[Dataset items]
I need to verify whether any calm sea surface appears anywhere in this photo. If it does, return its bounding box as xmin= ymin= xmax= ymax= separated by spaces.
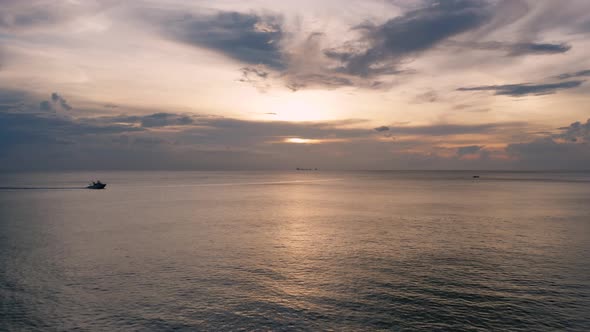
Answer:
xmin=0 ymin=172 xmax=590 ymax=331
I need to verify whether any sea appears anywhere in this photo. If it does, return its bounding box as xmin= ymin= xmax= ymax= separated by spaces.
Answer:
xmin=0 ymin=170 xmax=590 ymax=331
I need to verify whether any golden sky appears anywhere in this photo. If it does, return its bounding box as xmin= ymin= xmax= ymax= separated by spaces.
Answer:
xmin=0 ymin=0 xmax=590 ymax=169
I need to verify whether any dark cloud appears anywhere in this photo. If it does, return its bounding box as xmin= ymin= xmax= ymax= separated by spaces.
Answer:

PROBLEM DETAILS:
Write out every record above word for word, leaving out the pictures.

WRITTEN ANSWER:
I need to verify whether any calm sea surface appears anywhere in this photo. If it does, return its bounding box as xmin= ymin= xmax= ymax= separated by spaces.
Answer:
xmin=0 ymin=172 xmax=590 ymax=331
I need to verify whether any sea appears anywhere in this photo. If it does, return its bounding box as xmin= ymin= xmax= ymax= separated by spaces.
Answer:
xmin=0 ymin=170 xmax=590 ymax=331
I need to verify whether any golden sky appears anywhere in this photo. If it does, return its bounding box as xmin= ymin= xmax= ymax= separated by spaces.
Answer:
xmin=0 ymin=0 xmax=590 ymax=169
I need to verify whether any dark cloud appears anywhere in this photo. If it does, return its bounding box as xmin= ymin= xmax= ymax= separated by spaces.
Answer:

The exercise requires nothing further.